◆ INFORMATIONS AFFICHÉES:
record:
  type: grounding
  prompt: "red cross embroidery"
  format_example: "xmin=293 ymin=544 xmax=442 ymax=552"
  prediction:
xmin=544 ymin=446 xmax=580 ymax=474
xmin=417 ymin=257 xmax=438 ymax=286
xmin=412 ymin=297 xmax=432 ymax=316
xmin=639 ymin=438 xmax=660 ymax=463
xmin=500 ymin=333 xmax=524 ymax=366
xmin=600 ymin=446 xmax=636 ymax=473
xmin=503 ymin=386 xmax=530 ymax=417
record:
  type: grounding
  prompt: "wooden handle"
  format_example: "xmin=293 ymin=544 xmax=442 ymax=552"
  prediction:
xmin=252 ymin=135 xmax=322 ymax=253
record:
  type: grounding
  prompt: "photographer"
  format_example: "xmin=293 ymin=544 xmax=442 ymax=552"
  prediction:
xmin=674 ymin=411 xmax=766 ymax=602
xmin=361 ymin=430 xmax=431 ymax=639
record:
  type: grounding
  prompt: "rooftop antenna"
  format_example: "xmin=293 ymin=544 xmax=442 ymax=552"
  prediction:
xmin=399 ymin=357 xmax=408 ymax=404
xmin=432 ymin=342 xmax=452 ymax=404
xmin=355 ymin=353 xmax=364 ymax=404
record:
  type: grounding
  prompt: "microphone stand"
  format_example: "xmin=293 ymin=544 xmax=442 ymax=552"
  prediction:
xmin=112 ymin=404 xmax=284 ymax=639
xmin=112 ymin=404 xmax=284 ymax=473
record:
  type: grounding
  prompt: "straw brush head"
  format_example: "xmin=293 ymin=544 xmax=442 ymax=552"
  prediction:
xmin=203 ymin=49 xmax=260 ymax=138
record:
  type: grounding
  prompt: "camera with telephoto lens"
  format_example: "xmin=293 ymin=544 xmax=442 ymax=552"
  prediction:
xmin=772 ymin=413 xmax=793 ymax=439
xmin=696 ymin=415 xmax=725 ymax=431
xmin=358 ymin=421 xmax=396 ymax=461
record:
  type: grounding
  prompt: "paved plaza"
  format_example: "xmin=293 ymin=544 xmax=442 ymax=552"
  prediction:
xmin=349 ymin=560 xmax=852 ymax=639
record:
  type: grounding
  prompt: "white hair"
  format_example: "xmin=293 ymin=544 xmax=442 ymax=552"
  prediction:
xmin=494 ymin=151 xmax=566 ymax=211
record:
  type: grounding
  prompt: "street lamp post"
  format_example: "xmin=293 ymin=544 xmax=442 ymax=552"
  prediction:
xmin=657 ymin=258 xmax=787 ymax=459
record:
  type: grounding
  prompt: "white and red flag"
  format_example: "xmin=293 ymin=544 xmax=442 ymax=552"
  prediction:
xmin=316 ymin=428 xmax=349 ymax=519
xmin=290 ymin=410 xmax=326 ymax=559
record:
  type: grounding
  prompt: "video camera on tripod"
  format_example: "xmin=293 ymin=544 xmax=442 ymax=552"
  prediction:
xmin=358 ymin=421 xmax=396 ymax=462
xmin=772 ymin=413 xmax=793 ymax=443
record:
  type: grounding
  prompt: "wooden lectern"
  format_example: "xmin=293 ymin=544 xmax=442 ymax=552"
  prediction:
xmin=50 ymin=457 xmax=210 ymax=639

...

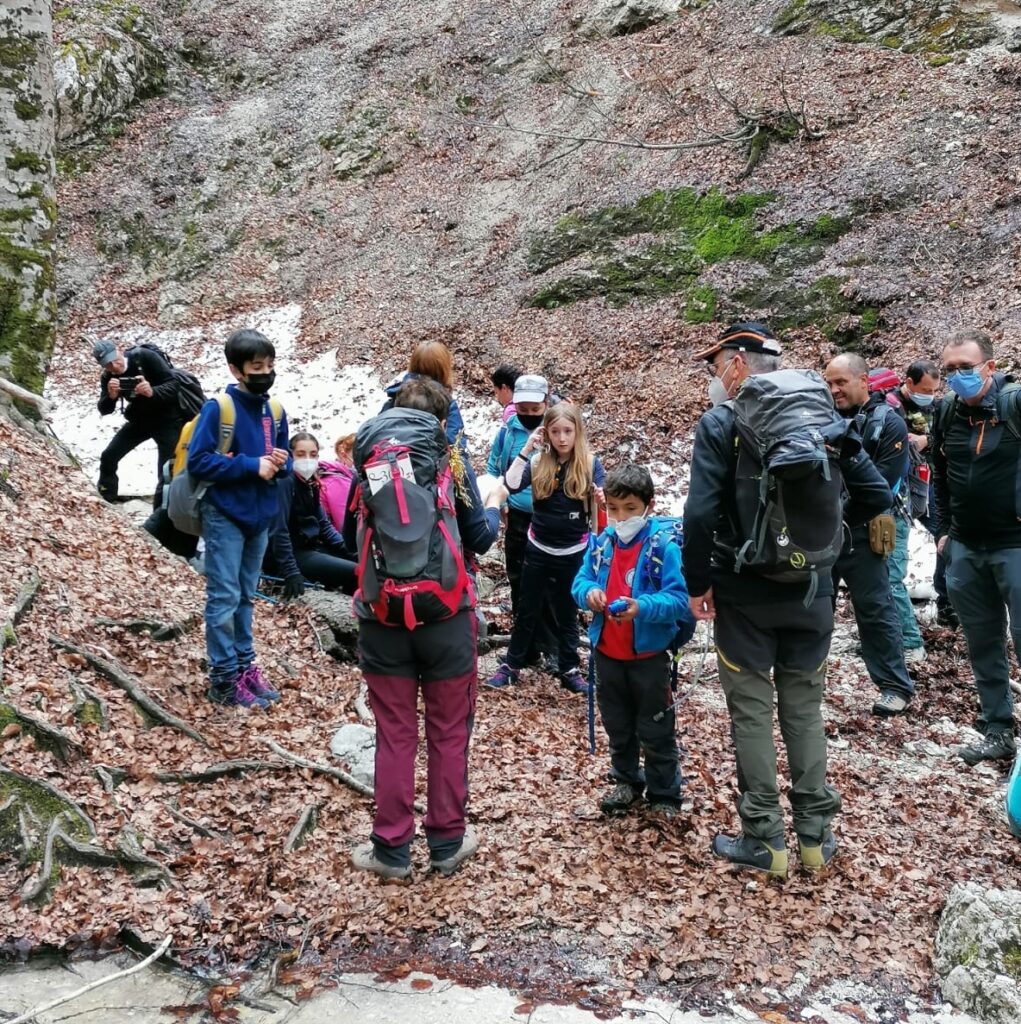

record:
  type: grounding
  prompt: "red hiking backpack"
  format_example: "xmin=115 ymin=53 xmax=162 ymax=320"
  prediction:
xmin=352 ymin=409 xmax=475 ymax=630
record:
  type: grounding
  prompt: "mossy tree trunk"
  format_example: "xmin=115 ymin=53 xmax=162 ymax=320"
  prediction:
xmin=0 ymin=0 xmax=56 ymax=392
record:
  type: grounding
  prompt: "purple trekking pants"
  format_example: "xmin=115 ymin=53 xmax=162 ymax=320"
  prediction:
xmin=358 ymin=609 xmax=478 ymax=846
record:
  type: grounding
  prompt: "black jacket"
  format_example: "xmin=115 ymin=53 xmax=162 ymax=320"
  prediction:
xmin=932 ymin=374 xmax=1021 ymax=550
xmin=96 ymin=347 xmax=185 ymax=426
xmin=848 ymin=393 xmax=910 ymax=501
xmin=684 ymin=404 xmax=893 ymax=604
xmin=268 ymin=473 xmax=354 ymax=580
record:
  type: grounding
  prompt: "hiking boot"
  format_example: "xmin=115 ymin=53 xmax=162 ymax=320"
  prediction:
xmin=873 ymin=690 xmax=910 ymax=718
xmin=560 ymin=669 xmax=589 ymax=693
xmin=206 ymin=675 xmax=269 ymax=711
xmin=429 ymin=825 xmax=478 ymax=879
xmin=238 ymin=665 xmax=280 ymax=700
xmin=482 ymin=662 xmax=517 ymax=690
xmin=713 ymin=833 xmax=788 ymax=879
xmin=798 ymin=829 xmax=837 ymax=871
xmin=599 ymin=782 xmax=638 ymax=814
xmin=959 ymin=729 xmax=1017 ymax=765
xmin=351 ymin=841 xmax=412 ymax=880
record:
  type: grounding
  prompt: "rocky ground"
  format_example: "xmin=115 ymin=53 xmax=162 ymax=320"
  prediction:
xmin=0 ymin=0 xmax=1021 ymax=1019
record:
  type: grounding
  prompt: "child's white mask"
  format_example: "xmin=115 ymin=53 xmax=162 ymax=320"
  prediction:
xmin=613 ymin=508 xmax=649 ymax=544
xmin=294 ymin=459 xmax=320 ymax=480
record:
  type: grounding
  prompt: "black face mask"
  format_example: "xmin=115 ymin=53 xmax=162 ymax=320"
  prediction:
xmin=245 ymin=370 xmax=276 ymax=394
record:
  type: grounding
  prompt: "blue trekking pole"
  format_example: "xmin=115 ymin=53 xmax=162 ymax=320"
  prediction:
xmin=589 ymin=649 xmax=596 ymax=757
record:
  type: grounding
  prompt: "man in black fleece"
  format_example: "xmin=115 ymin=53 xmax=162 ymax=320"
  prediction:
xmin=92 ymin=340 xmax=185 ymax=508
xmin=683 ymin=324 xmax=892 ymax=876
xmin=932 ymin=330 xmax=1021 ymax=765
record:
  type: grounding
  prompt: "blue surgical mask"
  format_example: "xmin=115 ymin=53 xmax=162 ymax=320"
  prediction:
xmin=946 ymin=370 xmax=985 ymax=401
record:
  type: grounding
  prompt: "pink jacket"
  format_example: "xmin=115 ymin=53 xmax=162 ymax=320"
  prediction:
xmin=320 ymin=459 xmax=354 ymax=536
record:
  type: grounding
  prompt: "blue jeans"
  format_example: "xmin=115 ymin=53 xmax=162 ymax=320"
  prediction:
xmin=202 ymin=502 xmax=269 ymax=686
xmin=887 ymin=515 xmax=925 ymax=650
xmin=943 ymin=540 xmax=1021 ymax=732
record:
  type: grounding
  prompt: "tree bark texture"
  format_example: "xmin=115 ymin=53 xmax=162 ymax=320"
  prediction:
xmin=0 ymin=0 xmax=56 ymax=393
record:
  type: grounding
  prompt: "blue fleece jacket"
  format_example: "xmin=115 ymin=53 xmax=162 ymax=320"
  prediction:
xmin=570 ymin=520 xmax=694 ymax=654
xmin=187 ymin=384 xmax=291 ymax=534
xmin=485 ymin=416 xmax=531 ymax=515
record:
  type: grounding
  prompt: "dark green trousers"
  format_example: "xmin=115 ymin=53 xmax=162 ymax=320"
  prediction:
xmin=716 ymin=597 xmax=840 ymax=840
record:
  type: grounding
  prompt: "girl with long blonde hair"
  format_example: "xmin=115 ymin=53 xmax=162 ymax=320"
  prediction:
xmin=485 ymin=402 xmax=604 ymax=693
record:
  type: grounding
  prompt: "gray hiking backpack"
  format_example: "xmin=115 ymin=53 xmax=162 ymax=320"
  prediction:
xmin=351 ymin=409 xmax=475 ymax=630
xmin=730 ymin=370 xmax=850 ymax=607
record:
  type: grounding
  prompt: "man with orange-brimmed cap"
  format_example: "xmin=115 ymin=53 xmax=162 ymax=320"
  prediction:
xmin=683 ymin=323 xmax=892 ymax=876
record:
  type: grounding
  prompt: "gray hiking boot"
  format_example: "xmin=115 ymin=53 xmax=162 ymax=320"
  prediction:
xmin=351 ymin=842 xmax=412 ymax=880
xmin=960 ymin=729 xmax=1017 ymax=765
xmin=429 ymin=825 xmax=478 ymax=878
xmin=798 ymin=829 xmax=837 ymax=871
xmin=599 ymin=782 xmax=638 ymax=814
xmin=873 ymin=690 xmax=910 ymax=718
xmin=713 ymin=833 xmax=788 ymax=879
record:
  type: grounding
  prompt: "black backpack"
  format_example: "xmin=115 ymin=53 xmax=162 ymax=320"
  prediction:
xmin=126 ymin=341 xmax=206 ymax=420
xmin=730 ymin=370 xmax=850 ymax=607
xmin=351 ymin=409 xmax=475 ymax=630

* * *

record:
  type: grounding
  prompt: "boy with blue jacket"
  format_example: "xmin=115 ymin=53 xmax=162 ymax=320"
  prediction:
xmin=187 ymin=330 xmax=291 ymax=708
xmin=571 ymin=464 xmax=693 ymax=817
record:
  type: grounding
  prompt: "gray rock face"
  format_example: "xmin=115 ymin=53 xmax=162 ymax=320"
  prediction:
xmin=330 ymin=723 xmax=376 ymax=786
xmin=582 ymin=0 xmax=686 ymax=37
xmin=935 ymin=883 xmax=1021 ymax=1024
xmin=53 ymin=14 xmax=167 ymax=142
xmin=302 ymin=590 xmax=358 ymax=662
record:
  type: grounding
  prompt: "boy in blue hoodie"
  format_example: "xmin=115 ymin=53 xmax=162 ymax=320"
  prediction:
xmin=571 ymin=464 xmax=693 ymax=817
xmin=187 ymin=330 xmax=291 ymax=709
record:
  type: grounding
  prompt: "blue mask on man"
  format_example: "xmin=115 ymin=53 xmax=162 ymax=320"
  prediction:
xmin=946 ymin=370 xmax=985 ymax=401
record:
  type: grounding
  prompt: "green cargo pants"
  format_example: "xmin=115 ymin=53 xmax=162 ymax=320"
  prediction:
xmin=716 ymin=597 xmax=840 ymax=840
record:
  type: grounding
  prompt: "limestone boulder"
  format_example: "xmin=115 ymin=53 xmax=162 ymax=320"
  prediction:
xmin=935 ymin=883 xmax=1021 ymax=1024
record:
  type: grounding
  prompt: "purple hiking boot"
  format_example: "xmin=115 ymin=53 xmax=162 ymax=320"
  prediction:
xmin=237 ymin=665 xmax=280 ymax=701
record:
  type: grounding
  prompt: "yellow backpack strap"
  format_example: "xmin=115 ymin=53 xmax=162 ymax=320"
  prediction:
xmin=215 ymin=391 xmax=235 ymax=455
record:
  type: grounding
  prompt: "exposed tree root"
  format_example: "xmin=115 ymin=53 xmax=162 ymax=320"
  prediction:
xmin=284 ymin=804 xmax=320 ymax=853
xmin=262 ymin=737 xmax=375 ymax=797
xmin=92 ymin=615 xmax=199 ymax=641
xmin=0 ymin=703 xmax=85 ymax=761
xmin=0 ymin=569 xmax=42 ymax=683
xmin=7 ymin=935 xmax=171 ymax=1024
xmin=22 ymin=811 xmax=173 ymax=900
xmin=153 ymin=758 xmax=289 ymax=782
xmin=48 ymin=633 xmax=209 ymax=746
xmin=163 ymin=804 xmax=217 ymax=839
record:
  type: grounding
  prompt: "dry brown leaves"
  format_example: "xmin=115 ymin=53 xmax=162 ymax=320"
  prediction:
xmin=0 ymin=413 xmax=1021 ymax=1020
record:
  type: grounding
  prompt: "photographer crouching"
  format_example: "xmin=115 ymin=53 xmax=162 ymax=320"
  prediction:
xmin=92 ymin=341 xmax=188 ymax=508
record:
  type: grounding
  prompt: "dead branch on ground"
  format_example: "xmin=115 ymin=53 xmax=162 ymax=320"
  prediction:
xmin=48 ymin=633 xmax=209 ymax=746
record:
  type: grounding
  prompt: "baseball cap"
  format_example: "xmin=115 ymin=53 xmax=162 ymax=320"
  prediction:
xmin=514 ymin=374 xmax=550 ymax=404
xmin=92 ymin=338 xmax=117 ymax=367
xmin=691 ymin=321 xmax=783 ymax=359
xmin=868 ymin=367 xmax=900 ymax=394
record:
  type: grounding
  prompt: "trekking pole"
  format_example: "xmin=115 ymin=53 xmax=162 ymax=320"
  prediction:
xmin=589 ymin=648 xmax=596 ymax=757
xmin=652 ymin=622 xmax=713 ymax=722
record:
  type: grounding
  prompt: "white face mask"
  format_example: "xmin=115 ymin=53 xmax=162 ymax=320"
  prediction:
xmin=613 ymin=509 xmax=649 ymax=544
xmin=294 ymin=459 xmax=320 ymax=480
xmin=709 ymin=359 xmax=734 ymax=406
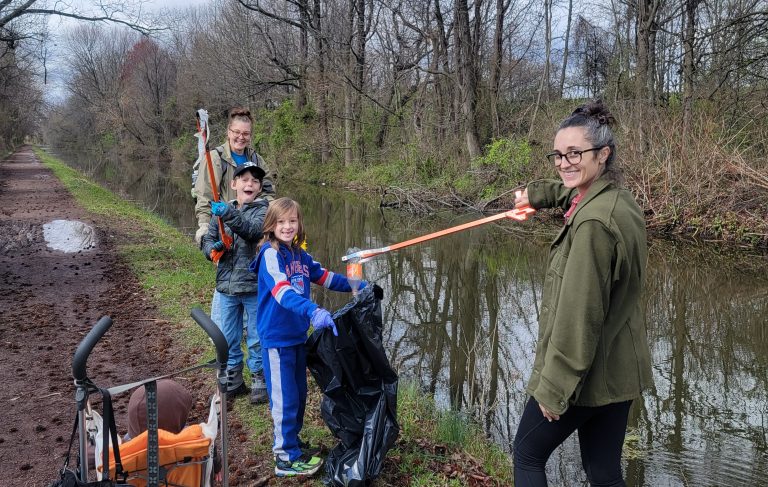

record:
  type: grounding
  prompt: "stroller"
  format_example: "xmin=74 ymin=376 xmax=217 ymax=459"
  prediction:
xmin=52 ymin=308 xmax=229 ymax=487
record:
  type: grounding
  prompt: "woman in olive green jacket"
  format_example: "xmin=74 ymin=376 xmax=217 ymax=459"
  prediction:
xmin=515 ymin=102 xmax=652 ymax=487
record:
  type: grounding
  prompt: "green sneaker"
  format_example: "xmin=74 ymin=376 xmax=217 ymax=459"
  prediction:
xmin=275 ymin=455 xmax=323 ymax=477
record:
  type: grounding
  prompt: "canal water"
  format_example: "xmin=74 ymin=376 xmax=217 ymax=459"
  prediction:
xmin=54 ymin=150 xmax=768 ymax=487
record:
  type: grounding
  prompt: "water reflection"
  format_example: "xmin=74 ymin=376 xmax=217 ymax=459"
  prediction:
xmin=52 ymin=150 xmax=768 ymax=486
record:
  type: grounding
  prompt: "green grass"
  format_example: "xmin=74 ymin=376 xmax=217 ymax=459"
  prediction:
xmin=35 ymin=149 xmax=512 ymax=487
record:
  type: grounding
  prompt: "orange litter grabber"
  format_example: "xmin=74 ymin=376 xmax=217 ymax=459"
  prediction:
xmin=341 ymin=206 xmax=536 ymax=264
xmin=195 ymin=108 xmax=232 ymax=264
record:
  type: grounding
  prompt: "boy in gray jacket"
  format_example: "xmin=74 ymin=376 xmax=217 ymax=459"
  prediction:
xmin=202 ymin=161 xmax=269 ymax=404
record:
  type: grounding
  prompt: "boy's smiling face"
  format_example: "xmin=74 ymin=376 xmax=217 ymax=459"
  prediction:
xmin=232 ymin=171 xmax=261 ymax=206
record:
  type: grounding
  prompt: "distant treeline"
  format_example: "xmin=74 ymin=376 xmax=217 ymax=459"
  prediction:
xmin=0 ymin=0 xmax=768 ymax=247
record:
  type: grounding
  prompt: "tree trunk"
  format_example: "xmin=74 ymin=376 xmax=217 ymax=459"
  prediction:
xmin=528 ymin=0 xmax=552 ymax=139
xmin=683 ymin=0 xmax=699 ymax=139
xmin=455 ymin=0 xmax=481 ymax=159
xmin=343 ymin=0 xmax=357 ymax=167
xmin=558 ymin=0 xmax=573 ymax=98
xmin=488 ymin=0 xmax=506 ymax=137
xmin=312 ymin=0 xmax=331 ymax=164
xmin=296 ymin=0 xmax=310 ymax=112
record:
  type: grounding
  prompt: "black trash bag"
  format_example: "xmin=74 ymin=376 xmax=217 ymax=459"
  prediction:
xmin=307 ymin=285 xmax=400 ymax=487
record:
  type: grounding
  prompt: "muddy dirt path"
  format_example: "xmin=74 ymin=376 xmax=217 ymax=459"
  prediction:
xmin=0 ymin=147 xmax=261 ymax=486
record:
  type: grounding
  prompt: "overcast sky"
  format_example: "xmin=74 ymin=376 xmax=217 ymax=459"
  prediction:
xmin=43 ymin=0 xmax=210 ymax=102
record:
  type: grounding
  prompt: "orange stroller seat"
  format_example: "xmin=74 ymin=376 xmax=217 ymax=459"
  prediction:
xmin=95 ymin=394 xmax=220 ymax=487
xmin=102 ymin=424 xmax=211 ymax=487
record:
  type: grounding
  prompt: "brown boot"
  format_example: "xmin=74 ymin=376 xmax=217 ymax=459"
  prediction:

◆ CONSIGNE:
Extrayez des enregistrements ci-dessus chaque ligne qui contient le mot "water", en tenant compte de la casse.

◆ RÉSULTAT OBTENU:
  prompt: "canal water"
  prompt: "water reflection"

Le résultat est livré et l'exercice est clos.